▶ [Exercise description]
In the winery sustainability passage below, list every quality that LIVE wants the control methods it promotes to have.

▶ [Given passage]
As longtime stewards of the land, we are committed to better understand and nurture the land we farm. We are driven to help protect the ecosystems that sustain our businesses and ensure we operate responsibly with respect for the environment. Not only does this result in producing the best quality wine possible, it is the right thing to do for our company and our community.
14 Hands Winery is proud to be LIVE and Salmon-Safe certified. These might sound like fancy certifications, but in reality, what they acknowledge is both simple, yet impactful.
LIVE (Low Input Viticulture and Enology) is a non-profit organization which promotes the use of sustainable, environmentally safe, economically feasible and socially acceptable control methods. For more information on LIVE visit liveinc.org.
The Salmon-Safe label on a bottle of wine means the grapes used in that wine were grown using healthy practices that keep Pacific Northwest rivers clean enough for native salmon to spawn and thrive. For more information on Salmon-Safe visit salmonsafe.org.
Over 40 years of innovation includes research dedicated to water and pest management, planting systems, mechanization, trellising and training systems, cover crops, pruning and cold hardiness. The research trials have taken place on our own or our growers’ estates and, often, in cooperation with Washington State University.

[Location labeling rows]
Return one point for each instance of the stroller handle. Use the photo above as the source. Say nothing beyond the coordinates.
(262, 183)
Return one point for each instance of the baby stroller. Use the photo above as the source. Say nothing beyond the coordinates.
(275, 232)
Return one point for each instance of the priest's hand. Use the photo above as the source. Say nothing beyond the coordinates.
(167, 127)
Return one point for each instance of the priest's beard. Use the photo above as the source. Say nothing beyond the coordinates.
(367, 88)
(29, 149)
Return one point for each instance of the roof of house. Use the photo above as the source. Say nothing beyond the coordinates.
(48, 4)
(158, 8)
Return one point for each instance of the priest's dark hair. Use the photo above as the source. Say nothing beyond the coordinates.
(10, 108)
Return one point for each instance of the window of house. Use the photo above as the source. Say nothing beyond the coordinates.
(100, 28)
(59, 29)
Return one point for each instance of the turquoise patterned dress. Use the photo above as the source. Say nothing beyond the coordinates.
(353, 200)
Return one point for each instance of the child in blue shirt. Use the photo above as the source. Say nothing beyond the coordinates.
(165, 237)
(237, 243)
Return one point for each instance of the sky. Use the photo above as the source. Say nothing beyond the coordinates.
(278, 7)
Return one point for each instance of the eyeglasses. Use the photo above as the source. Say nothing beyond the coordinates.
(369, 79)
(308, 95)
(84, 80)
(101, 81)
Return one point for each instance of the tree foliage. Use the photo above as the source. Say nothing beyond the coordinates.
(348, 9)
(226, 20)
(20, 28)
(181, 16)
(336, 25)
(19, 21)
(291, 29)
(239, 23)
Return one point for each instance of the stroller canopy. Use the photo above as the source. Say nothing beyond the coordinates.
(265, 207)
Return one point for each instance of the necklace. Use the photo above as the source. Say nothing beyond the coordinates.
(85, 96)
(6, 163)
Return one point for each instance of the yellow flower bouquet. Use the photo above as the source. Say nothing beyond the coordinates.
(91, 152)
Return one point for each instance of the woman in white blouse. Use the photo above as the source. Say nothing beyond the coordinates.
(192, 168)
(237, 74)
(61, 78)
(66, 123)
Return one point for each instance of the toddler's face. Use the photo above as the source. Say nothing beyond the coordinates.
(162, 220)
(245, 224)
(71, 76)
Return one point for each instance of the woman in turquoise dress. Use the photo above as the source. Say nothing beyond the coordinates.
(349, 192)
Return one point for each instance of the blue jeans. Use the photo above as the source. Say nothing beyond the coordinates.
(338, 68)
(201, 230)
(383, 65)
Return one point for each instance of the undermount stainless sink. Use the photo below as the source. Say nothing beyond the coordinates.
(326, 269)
...
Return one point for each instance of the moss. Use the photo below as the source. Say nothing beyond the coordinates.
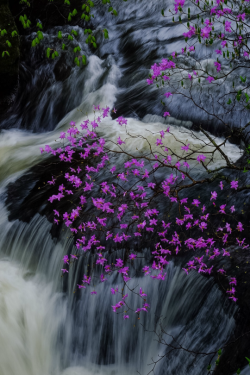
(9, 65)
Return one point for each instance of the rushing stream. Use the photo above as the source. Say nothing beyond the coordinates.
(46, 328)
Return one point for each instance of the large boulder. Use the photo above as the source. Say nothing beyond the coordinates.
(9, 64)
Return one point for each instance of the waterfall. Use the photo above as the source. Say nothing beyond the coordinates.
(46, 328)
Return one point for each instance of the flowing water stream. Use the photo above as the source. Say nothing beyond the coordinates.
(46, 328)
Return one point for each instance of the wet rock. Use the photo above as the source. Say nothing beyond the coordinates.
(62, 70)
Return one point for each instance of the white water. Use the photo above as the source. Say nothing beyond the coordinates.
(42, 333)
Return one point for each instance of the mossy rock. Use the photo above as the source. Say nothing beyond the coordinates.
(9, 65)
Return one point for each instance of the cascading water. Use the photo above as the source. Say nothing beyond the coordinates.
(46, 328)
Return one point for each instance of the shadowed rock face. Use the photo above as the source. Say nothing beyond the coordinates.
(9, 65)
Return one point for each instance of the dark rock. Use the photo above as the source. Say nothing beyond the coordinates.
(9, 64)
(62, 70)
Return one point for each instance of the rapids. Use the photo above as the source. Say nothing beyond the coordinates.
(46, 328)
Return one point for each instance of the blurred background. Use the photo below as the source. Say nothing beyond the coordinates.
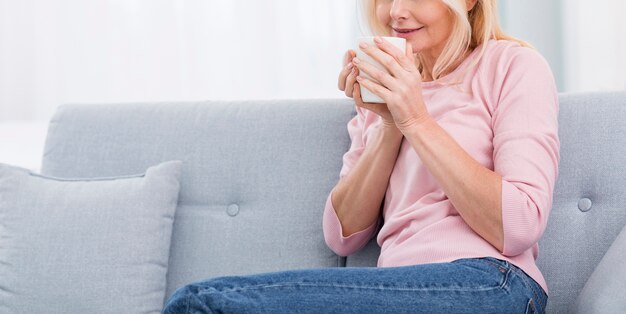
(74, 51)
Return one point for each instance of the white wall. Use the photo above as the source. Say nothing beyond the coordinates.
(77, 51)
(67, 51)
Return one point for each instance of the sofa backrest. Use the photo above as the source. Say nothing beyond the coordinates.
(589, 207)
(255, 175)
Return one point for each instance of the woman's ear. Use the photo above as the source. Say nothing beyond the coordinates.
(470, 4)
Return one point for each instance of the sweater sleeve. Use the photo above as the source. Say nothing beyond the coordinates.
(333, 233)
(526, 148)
==
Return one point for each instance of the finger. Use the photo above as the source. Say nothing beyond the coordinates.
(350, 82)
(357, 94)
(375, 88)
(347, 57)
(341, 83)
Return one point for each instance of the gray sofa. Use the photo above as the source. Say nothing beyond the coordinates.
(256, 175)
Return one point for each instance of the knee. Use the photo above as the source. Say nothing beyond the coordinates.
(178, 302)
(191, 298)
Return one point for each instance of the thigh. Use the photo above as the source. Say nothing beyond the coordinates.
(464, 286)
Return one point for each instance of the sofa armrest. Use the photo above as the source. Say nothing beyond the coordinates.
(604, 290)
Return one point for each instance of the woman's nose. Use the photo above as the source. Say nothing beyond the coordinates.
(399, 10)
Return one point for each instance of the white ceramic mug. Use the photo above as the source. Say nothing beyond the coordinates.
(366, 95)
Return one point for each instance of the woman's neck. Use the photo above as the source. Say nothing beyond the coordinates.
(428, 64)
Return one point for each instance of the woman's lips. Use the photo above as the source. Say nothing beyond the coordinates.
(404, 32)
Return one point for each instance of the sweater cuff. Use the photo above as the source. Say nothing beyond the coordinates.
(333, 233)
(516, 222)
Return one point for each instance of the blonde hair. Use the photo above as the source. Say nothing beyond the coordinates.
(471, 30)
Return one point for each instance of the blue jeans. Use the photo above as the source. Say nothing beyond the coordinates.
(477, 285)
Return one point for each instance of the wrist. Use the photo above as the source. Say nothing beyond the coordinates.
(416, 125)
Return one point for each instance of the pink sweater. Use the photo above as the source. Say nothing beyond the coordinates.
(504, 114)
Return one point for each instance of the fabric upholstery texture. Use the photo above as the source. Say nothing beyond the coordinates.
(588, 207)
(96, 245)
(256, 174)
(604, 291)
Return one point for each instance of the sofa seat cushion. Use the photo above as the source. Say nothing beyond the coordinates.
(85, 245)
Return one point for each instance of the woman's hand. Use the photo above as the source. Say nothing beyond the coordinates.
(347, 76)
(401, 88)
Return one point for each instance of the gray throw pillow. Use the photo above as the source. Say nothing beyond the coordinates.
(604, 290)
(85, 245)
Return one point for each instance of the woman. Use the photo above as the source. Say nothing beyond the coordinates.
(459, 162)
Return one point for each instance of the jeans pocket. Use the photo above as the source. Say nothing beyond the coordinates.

▶ [Expected answer]
Sustainable
Environmentally safe
Economically feasible
Socially acceptable